TEXT EXCERPT
# Container Losses



## Ron Stringer (Mar 15, 2005)

Earlier this week there were reports of about 2,000 being lost in the North Pacific (see Cargo ship loses 2,000 containers which toppled over during a storm). Now it seems that a further 200 have become flotsam in the North Sea (Up to 200 containers lost by mega container ship in North Sea).
Although such incidents make me glad to be ashore, I wonder if such losses are unavoidable and caused by extraordinary climatic conditions or the result of cost-saving designs and operating methods. Or are there other reasons?


----------



## pippin (May 13, 2008)

Ron, have a look at the MV RENA disaster off New Zealand. Human error or cost-cutting?

Looking at most container vessels aka shoe-boxes:

"Pile 'em high and flog 'em cheap" comes to mind.


----------



## John Cassels (Sep 29, 2005)

Got a lot to do with ; careless lashing checks ; racked containers on an outer.lower stow ; container stows 
outpacing lashing systems ; a whole mess of things so take your pick.


----------



## spongebob (Dec 11, 2007)

pippin said:


> Ron, have a look at the MV RENA disaster off New Zealand. Human error or cost-cutting?
> 
> Looking at most container vessels aka shoe-boxes:
> 
> "Pile 'em high and flog 'em cheap" comes to mind.


100% human error , they were having a party when the ship hit a well charted reef 

Bob


----------



## willincity (Jul 11, 2007)

spongebob said:


> 100% human error , *they were having a party when the ship hit a well charted reef*
> 
> Bob


Are you absolutely certain about this statement Bob?


----------



## sparks69 (Dec 18, 2005)

Do the containers always sink ? We once sailed through an "island" of floating timber. Bit of a hazard for small vessels & yachts.


----------



## Mad Landsman (Dec 1, 2005)

Container doors are designed to be weather tight. Some containers are fully sealed for special purposes but I gather that most have air breather vents around the top lip. 
Therefore, depending on the weight and mass of contents, how much air space there is, and whether it is sealed or not, a container would likely float, at varying depths, for varying times. It might be a hazard to shipping for weeks.


----------



## callpor (Jan 31, 2007)

In a similar thread on LinkedIn last week, I posted the following:-
"A big wake up signal? Back to the drawing board I suspect! Take a lesson from ACL who have not lost one container in 50 years of trans Atlantic operations with latest vessels having secure structures for all deck containers."
These immense container ships, stack all these containers 8 units high as deck cargo. That's a height of over 70 feet above the deck! These latest incidents clearly indicate that current lashing and securing arrangements are totally inadequate for vessels of this size. Remember, you are only hearing about the big events in the media, I can assure you that there are scores of lesser losses which don't get media attention, but do result in major isurance claims.


----------



## John Cassels (Sep 29, 2005)

STATED TASK A
Return each line of the records that contains the string "bamboo".
The records below have no connection to the container losses thread.

MATERIAL PROVIDED
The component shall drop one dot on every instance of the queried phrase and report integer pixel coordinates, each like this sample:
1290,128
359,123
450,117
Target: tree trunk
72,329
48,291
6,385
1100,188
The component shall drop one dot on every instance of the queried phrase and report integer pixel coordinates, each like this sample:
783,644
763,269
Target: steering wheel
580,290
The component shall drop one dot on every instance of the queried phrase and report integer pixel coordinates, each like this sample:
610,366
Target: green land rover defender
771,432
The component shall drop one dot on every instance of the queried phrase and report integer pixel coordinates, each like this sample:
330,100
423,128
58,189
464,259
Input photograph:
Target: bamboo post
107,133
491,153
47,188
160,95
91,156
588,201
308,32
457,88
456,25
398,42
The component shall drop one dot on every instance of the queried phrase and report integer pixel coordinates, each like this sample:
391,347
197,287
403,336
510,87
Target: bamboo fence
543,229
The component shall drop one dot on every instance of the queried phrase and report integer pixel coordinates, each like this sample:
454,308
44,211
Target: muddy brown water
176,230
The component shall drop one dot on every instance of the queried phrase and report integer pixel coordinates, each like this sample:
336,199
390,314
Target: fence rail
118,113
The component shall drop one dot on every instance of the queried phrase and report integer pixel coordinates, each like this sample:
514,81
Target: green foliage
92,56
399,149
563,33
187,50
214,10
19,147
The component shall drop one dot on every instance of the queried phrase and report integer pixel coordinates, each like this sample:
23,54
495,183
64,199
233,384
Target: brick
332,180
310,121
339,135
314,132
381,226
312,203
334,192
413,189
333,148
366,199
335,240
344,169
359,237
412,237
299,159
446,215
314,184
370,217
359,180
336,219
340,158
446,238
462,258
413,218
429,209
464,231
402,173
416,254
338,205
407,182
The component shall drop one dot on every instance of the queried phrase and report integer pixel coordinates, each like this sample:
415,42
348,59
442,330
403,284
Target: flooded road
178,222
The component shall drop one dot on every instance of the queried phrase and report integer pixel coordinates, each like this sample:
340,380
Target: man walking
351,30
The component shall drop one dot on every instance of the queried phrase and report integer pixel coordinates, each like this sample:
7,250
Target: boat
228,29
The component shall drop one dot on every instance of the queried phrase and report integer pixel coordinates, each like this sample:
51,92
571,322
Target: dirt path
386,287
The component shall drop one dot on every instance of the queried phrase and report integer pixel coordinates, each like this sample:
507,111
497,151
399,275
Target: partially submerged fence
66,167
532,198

STATED TASK B
Rewrite the container losses thread starting at "Although such incidents" and ending at "there other reasons?", renaming "climatic conditions" to "weather conditions".

OUTPUT A
Target: bamboo post
Target: bamboo fence

OUTPUT B
Although such incidents make me glad to be ashore, I wonder if such losses are unavoidable and caused by extraordinary weather conditions or the result of cost-saving designs and operating methods. Or are there other reasons?